## Task objective
Copy the material starting at the line containing "If you could" and ending at the line containing "Target: eyeglasses", substituting "thankful" for "grateful" and leaving everything else as it is.

## Records supplied

——————————

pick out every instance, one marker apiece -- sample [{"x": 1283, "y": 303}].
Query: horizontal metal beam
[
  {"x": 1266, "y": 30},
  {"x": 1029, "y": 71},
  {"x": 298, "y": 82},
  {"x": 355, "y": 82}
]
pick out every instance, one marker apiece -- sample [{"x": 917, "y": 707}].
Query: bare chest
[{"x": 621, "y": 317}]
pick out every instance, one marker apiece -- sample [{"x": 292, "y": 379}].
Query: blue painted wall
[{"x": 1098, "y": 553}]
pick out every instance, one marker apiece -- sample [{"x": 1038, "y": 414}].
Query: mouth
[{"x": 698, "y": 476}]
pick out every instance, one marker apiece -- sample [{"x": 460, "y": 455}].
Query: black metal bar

——————————

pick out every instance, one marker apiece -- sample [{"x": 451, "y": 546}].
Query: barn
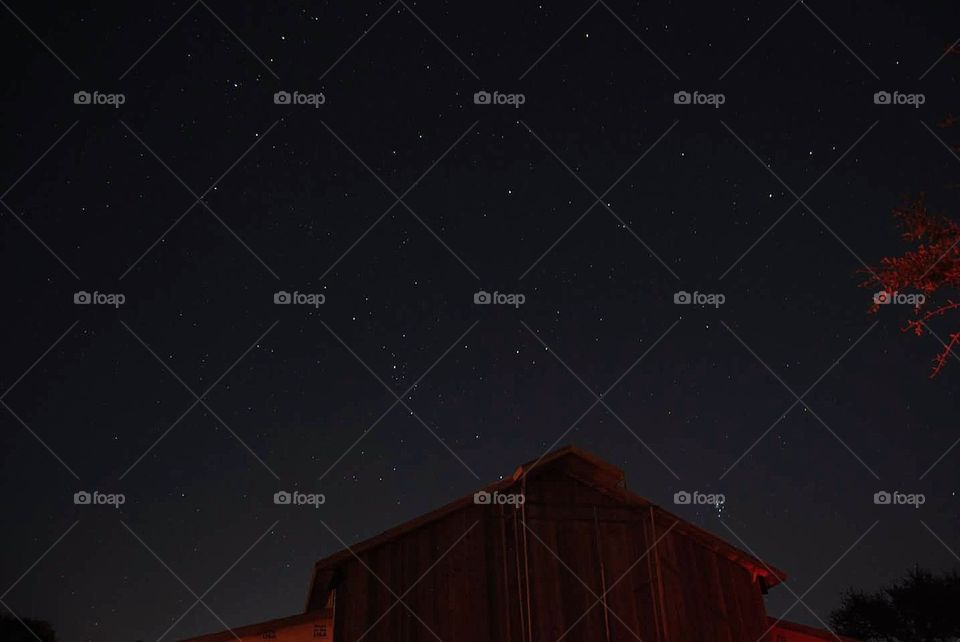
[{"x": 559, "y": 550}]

——————————

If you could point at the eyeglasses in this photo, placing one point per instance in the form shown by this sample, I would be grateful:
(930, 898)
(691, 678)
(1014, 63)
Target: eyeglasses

——————————

## Solution to the exercise
If you could point at the eyeglasses in this photo, placing one point per instance in the form shown by this sample, I would be thankful:
(930, 898)
(691, 678)
(1014, 63)
Target: eyeglasses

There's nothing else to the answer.